### [Page]

=======

WhatsApp isn’t fully deleting its 'deleted' chats - doctorshady
http://www.theverge.com/2016/7/28/12319610/whatsapp-forensic-security-deleted-chats-encryption
======
newscracker
Though I don't trust FB (and its entities) on privacy, I'll assume that
WhatsApp security team was aware of this and was planning to get to it after
the end-to-end encryption was completed (recently). It's possible they were
(or are) working on this.

The original blog post by Jonathan Zdziarski [1] linked in this article is a
lot more informative and provides some pointers to handle this better as a
user, and should be read by anyone interested in this topic or thread. The
main cause here seems to be a simple use of SQLite without considering how
marking data as deleted isn't enough (of course, that's never enough on any
storage system that doesn't use encryption).

Quote from the blog post [1]:

"Forensic trace is common among any application that uses SQLite, because
SQLite by default does not vacuum databases on iOS (likely in an effort to
prevent wear). ... There is no guarantee the data will be overwritten by the
next set of messages. In other apps, I’ve often seen artifacts remain in the
database for months."

Quote from the article on The Verge:

'The majority of messaging apps leave similar traces, recoverable through
iCloud backups, although a number of privacy-focused apps do not. "iMessage
leaves a lot [of forensic traces]," Zdziarski said, reached by The Verge.
"Signal leaves virtually none."'

It's good that Signal has handled this well, which would be expected
considering the basic premise/foundation of Signal and the strong emphasis it
places on encryption and security. The "virtually none" part seems to leave a
gap for doubt to creep in. I'm not sure if that's something anyone should
worry about (especially the people who depend on privacy to avoid danger
everyday).

[1]:
[http://www.zdziarski.com/blog/?p=6143](http://www.zdziarski.com/blog/?p=6143)

=======

### [Supplied information]
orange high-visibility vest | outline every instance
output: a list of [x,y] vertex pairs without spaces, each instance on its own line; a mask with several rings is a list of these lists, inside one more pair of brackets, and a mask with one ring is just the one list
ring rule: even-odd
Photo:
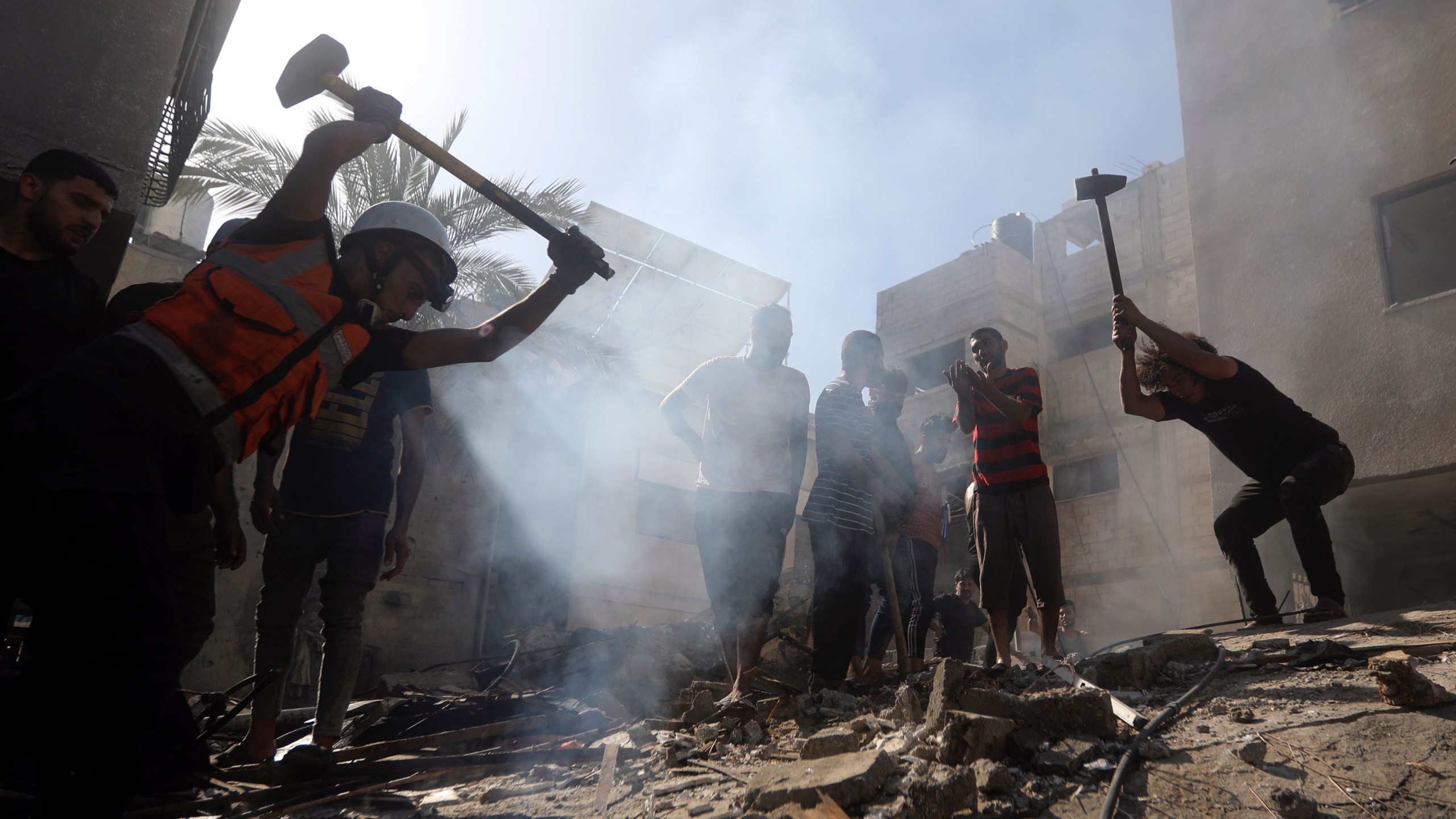
[[[329,293],[329,239],[282,245],[229,242],[118,332],[150,347],[207,418],[229,401],[245,405],[213,426],[223,455],[243,461],[258,446],[312,418],[344,367],[368,345],[368,331],[344,324],[344,300]],[[322,344],[310,337],[336,324]],[[239,398],[293,353],[303,357],[250,404]]]

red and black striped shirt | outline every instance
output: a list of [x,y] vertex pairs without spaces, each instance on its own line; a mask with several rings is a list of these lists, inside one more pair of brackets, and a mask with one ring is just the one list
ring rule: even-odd
[[1041,437],[1037,415],[1041,414],[1041,379],[1032,367],[1008,369],[996,379],[996,389],[1031,407],[1031,417],[1018,424],[1002,414],[989,399],[976,393],[976,427],[971,442],[976,449],[976,491],[1024,493],[1045,485],[1047,465],[1041,462]]

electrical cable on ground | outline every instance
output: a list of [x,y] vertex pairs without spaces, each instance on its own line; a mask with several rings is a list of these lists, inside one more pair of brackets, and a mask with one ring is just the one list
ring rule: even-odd
[[1176,716],[1179,708],[1191,702],[1192,698],[1213,681],[1213,676],[1219,673],[1223,667],[1223,659],[1227,656],[1229,650],[1220,646],[1219,657],[1213,660],[1213,667],[1208,669],[1208,673],[1203,675],[1203,679],[1200,679],[1197,685],[1190,688],[1188,692],[1178,700],[1174,700],[1166,708],[1159,711],[1156,717],[1149,720],[1147,724],[1143,726],[1143,730],[1137,732],[1137,736],[1133,737],[1133,745],[1130,745],[1127,752],[1123,753],[1123,759],[1117,764],[1117,772],[1112,774],[1112,781],[1107,787],[1107,802],[1102,803],[1102,819],[1112,819],[1117,815],[1117,800],[1123,793],[1123,783],[1127,780],[1127,774],[1131,772],[1133,764],[1137,761],[1137,749],[1143,745],[1143,740],[1152,736],[1153,732],[1163,723]]

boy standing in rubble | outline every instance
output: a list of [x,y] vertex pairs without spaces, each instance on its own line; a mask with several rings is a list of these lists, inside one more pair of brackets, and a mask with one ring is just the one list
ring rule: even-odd
[[[764,305],[748,319],[748,353],[700,364],[662,399],[668,427],[699,463],[695,529],[713,628],[732,678],[748,695],[808,459],[810,382],[785,366],[794,319]],[[703,434],[687,423],[708,404]]]
[[[1147,335],[1133,351],[1137,331]],[[1246,363],[1220,356],[1208,340],[1175,332],[1143,315],[1127,296],[1112,300],[1112,340],[1123,350],[1123,411],[1153,421],[1179,418],[1249,477],[1213,522],[1219,548],[1233,564],[1243,602],[1258,625],[1283,621],[1264,577],[1254,538],[1289,520],[1318,611],[1305,622],[1345,615],[1329,525],[1321,507],[1350,487],[1356,472],[1340,433],[1302,410]],[[1152,392],[1143,392],[1147,389]]]
[[1013,656],[1013,602],[1021,597],[1018,587],[1024,583],[1022,555],[1041,605],[1041,644],[1056,646],[1063,600],[1061,539],[1057,504],[1041,461],[1037,370],[1006,366],[1006,338],[996,328],[971,332],[970,347],[980,369],[957,361],[945,376],[955,389],[955,421],[974,446],[976,491],[967,512],[981,567],[981,606],[990,615],[996,646],[996,663],[987,673],[996,675],[1006,670]]
[[[253,233],[240,229],[178,294],[0,405],[6,516],[50,523],[36,539],[12,538],[3,560],[35,608],[22,679],[36,700],[26,707],[52,716],[39,736],[16,734],[7,702],[0,736],[39,746],[47,815],[119,815],[147,762],[176,679],[165,507],[199,509],[224,463],[312,417],[332,386],[380,370],[495,360],[603,258],[572,230],[550,243],[556,271],[483,325],[387,326],[425,302],[446,307],[456,274],[448,248],[406,230],[335,255],[323,213],[338,169],[387,140],[399,114],[389,95],[361,89],[352,121],[304,140]],[[96,667],[108,669],[112,697],[70,697]],[[98,732],[106,743],[76,740]]]

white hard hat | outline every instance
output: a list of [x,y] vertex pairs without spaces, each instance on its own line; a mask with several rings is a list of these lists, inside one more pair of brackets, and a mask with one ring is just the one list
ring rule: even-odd
[[435,219],[435,214],[416,204],[397,201],[377,203],[360,214],[354,222],[354,227],[344,236],[342,245],[348,245],[351,236],[373,230],[403,230],[440,248],[440,252],[444,255],[446,270],[443,271],[444,281],[440,281],[438,286],[446,293],[443,296],[432,293],[431,303],[435,305],[435,309],[443,310],[444,303],[450,300],[450,284],[456,277],[456,262],[450,254],[450,233],[446,230],[446,226]]

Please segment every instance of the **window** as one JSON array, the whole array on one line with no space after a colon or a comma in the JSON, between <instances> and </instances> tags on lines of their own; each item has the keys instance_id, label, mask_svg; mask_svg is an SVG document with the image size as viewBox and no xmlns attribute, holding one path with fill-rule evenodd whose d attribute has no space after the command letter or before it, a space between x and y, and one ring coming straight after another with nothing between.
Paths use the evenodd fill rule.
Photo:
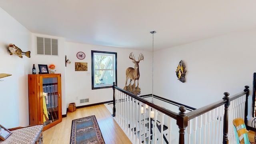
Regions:
<instances>
[{"instance_id":1,"label":"window","mask_svg":"<svg viewBox=\"0 0 256 144\"><path fill-rule=\"evenodd\" d=\"M116 85L116 52L92 50L92 88Z\"/></svg>"}]
</instances>

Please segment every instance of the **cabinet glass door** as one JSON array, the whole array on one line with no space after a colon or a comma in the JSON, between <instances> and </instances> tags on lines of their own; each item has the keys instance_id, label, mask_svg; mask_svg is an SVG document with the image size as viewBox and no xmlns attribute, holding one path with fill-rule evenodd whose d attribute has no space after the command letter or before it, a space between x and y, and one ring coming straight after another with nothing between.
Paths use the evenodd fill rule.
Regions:
<instances>
[{"instance_id":1,"label":"cabinet glass door","mask_svg":"<svg viewBox=\"0 0 256 144\"><path fill-rule=\"evenodd\" d=\"M43 78L43 109L44 125L59 119L58 78Z\"/></svg>"}]
</instances>

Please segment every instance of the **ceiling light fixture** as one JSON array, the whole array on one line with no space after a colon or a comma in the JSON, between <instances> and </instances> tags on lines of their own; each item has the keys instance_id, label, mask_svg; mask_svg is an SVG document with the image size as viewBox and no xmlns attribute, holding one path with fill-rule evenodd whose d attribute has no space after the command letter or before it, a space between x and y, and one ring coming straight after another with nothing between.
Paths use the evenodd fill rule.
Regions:
<instances>
[{"instance_id":1,"label":"ceiling light fixture","mask_svg":"<svg viewBox=\"0 0 256 144\"><path fill-rule=\"evenodd\" d=\"M155 31L150 32L153 36L152 42L152 103L153 102L153 96L154 94L154 34L156 33Z\"/></svg>"}]
</instances>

=======

### [Written request 1]
In the WhatsApp thread, which app did Zdziarski say leaves virtually no forensic traces?
### [Written request 2]
Give the lines of the rows, beginning with the line that contains "Please segment every instance of the **ceiling" and going on through the last line of the rows, as a Markdown table with the columns Number and Line. Leave out blank lines.

### [Exercise answer 1]
Signal

### [Exercise answer 2]
| Number | Line |
|---|---|
| 1 | Please segment every instance of the **ceiling light fixture** as one JSON array, the whole array on one line with no space after a colon or a comma in the JSON, between <instances> and </instances> tags on lines of their own; each item has the keys instance_id, label, mask_svg; mask_svg is an SVG document with the image size as viewBox and no xmlns attribute, holding one path with fill-rule evenodd whose d attribute has no space after the command letter or before it, a space between x and y, and one ring coming straight after another with nothing between. |
| 2 | Paths use the evenodd fill rule. |
| 3 | Regions: |
| 4 | <instances> |
| 5 | [{"instance_id":1,"label":"ceiling light fixture","mask_svg":"<svg viewBox=\"0 0 256 144\"><path fill-rule=\"evenodd\" d=\"M155 31L150 32L153 36L152 42L152 103L153 102L153 96L154 94L154 34L156 33Z\"/></svg>"}] |
| 6 | </instances> |